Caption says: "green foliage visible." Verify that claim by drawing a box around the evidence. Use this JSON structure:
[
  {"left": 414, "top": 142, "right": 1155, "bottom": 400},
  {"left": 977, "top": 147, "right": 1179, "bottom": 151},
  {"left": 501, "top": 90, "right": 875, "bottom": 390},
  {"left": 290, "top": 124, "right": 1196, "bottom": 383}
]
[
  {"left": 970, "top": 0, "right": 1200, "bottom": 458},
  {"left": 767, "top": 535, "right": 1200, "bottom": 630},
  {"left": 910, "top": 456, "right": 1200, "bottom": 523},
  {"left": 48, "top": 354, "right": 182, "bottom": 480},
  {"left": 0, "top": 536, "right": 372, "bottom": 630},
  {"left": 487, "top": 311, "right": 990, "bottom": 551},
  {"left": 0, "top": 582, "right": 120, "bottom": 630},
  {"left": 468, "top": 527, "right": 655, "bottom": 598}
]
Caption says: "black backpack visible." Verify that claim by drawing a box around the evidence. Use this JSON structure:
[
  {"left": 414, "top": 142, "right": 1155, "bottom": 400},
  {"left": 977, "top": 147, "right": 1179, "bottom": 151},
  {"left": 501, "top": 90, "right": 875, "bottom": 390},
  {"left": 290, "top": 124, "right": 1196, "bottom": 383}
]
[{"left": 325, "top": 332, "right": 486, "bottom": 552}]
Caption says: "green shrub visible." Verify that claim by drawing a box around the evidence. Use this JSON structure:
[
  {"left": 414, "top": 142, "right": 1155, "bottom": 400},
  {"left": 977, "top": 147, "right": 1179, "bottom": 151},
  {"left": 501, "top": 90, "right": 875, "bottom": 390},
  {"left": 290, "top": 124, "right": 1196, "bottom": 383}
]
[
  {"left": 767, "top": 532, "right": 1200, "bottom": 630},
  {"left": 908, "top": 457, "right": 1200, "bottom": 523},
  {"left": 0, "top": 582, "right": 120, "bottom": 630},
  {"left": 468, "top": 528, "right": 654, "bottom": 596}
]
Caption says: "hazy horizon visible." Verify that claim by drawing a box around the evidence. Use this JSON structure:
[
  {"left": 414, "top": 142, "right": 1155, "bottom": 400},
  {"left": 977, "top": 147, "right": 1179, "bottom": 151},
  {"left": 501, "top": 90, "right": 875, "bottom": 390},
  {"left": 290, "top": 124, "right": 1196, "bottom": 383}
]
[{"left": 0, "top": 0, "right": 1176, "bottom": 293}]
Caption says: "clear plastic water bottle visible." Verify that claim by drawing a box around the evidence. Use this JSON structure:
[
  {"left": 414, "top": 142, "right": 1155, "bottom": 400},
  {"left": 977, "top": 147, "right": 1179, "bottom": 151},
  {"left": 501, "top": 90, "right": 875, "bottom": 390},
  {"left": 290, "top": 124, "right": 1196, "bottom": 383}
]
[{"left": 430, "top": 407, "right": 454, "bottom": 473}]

|---|

Reproduce all of the entries above word for word.

Caption says: "green foliage visible." Verify that claim by drawing a box around the evidence. Use this JSON structure:
[
  {"left": 414, "top": 142, "right": 1155, "bottom": 400},
  {"left": 977, "top": 147, "right": 1179, "bottom": 151},
  {"left": 501, "top": 90, "right": 875, "bottom": 390},
  {"left": 290, "top": 124, "right": 1196, "bottom": 383}
]
[
  {"left": 970, "top": 0, "right": 1200, "bottom": 458},
  {"left": 767, "top": 535, "right": 1200, "bottom": 630},
  {"left": 910, "top": 456, "right": 1200, "bottom": 523},
  {"left": 48, "top": 354, "right": 182, "bottom": 480},
  {"left": 0, "top": 536, "right": 372, "bottom": 630},
  {"left": 487, "top": 311, "right": 990, "bottom": 551},
  {"left": 0, "top": 582, "right": 120, "bottom": 630},
  {"left": 468, "top": 527, "right": 655, "bottom": 598}
]
Caption says: "black backpack visible." Verify that claim by drawing a box around the evidence. Use this JSON structure:
[
  {"left": 414, "top": 142, "right": 1155, "bottom": 400},
  {"left": 977, "top": 147, "right": 1179, "bottom": 151},
  {"left": 501, "top": 90, "right": 875, "bottom": 390},
  {"left": 290, "top": 124, "right": 1196, "bottom": 383}
]
[{"left": 325, "top": 332, "right": 486, "bottom": 552}]
Caption says: "green shrub visible." Verify that claim by drawing a box around the evidence. Use this JSON structure:
[
  {"left": 414, "top": 142, "right": 1155, "bottom": 400},
  {"left": 977, "top": 147, "right": 1179, "bottom": 151},
  {"left": 501, "top": 90, "right": 875, "bottom": 390},
  {"left": 290, "top": 124, "right": 1196, "bottom": 383}
]
[
  {"left": 767, "top": 532, "right": 1200, "bottom": 630},
  {"left": 908, "top": 457, "right": 1200, "bottom": 523},
  {"left": 0, "top": 582, "right": 120, "bottom": 630},
  {"left": 468, "top": 528, "right": 654, "bottom": 596}
]
Caption says: "hazy horizon visible." Verify that claim by drawing a box around the evidence. Use this JSON structure:
[
  {"left": 414, "top": 142, "right": 1155, "bottom": 400},
  {"left": 977, "top": 147, "right": 1179, "bottom": 151},
  {"left": 501, "top": 90, "right": 875, "bottom": 390},
  {"left": 290, "top": 124, "right": 1196, "bottom": 383}
]
[{"left": 0, "top": 0, "right": 1176, "bottom": 293}]
Caption says: "clear plastic water bottle visible." Verify that claim by drawing a box around the evidence. Use this JSON structure:
[
  {"left": 414, "top": 142, "right": 1155, "bottom": 400},
  {"left": 977, "top": 147, "right": 1179, "bottom": 151},
  {"left": 501, "top": 90, "right": 875, "bottom": 390},
  {"left": 290, "top": 124, "right": 1196, "bottom": 383}
]
[{"left": 430, "top": 407, "right": 454, "bottom": 473}]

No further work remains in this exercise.